··· Given records ···

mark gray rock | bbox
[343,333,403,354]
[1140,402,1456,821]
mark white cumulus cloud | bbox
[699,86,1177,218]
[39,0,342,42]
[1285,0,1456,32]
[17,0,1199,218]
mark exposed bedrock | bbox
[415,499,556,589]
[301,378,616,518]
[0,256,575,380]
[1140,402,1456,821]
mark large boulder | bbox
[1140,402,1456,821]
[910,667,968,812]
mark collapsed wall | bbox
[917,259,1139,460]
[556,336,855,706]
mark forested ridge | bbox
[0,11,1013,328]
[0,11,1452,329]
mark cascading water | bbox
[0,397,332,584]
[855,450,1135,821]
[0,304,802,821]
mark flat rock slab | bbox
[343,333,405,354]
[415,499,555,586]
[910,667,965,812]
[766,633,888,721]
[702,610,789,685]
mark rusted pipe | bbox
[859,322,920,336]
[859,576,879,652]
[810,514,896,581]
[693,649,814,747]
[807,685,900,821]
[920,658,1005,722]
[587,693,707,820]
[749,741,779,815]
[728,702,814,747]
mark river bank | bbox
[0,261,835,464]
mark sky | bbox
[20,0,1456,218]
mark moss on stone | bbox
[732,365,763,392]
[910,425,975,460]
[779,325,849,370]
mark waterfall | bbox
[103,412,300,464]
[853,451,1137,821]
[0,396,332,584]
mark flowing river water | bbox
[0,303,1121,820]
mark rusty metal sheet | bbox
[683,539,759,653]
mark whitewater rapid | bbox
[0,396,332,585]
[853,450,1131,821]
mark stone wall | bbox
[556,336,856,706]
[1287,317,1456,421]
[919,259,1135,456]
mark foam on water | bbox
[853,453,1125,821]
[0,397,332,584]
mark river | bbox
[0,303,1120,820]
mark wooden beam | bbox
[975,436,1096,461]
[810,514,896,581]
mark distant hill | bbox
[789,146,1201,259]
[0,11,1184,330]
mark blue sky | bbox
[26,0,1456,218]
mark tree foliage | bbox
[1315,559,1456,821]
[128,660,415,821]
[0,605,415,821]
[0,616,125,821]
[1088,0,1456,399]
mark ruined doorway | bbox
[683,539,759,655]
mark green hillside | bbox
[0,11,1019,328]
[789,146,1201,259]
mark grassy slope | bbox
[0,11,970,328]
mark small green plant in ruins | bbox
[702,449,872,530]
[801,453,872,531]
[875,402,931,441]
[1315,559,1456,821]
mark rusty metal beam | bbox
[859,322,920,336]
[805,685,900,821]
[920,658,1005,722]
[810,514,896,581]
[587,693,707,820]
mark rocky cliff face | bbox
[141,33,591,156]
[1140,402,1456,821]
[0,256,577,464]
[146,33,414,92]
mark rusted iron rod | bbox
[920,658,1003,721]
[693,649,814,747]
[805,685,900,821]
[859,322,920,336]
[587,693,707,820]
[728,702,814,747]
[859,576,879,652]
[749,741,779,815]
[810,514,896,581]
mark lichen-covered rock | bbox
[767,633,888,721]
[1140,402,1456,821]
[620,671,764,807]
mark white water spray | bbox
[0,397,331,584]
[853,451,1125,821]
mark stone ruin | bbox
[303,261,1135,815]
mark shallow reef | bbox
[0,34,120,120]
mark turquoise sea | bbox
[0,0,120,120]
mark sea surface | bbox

···

Copy the material above line for line, with no changes.

mark gray rock | bbox
[343,333,403,354]
[1140,402,1456,821]
mark white cumulus cloud | bbox
[699,86,1177,218]
[39,0,342,42]
[1285,0,1456,32]
[17,0,1199,218]
mark exposed bedrock | bbox
[415,499,556,589]
[301,378,616,518]
[0,256,575,380]
[1140,402,1456,821]
mark large boulder | bbox
[1140,402,1456,821]
[910,667,968,812]
mark collapsed wall | bbox
[917,259,1139,460]
[556,336,855,706]
mark forested ridge | bbox
[0,11,1013,328]
[0,11,1452,329]
mark cascading water | bbox
[0,397,332,584]
[855,450,1135,821]
[0,304,802,821]
mark flat rock slab | bbox
[343,333,405,354]
[415,499,555,586]
[910,667,965,812]
[766,633,888,721]
[702,610,789,685]
mark rusted pipe | bbox
[859,322,920,336]
[859,576,879,652]
[810,514,896,581]
[693,649,814,747]
[807,685,900,821]
[920,658,1005,722]
[587,693,707,820]
[749,741,779,815]
[728,702,814,747]
mark river bank | bbox
[0,261,835,464]
mark sky | bbox
[20,0,1456,218]
mark moss on stone | bbox
[732,365,763,392]
[910,425,975,460]
[779,325,849,370]
mark waterfall | bbox
[103,412,300,464]
[853,451,1137,821]
[0,396,332,584]
mark flowing river water | bbox
[0,303,1121,820]
mark rusty metal sheet | bbox
[683,539,759,653]
mark whitewater rapid | bbox
[0,396,332,585]
[853,450,1131,821]
mark stone wall | bbox
[556,336,856,706]
[1287,317,1456,421]
[919,259,1135,456]
mark foam on water | bbox
[853,453,1125,821]
[0,397,332,584]
mark river | bbox
[0,303,1120,820]
mark wooden beam | bbox
[975,436,1096,461]
[810,514,896,581]
mark distant hill | bbox
[789,146,1201,259]
[0,11,1184,330]
mark blue sky | bbox
[26,0,1456,218]
mark tree foliage | bbox
[1315,559,1456,821]
[128,660,415,821]
[0,605,415,821]
[0,616,125,821]
[1088,0,1456,399]
mark ruined doorway | bbox
[683,539,759,655]
mark green hillside | bbox
[0,11,1019,328]
[789,146,1201,259]
mark grassy slope | bbox
[0,11,970,328]
mark small green plant in ruins | bbox
[702,449,872,530]
[801,453,872,531]
[875,402,931,441]
[1315,559,1456,821]
mark rusty metal beam | bbox
[859,322,920,336]
[805,685,900,821]
[920,658,1005,722]
[810,514,896,581]
[587,693,707,820]
mark rocky cliff face | bbox
[141,33,591,156]
[1140,402,1456,821]
[0,256,577,464]
[146,33,414,92]
mark rusted iron rod | bbox
[920,658,1003,721]
[693,649,814,747]
[805,685,900,821]
[859,322,920,336]
[587,693,707,820]
[728,702,814,747]
[859,576,879,652]
[749,741,779,815]
[810,514,896,581]
mark lichen-covered rock | bbox
[767,633,888,721]
[1140,402,1456,821]
[620,671,764,807]
mark white water spray | bbox
[0,397,331,584]
[853,451,1125,821]
mark stone ruin | bbox
[303,261,1135,815]
mark shallow reef | bbox
[0,34,120,120]
mark turquoise sea | bbox
[0,0,120,120]
mark sea surface | bbox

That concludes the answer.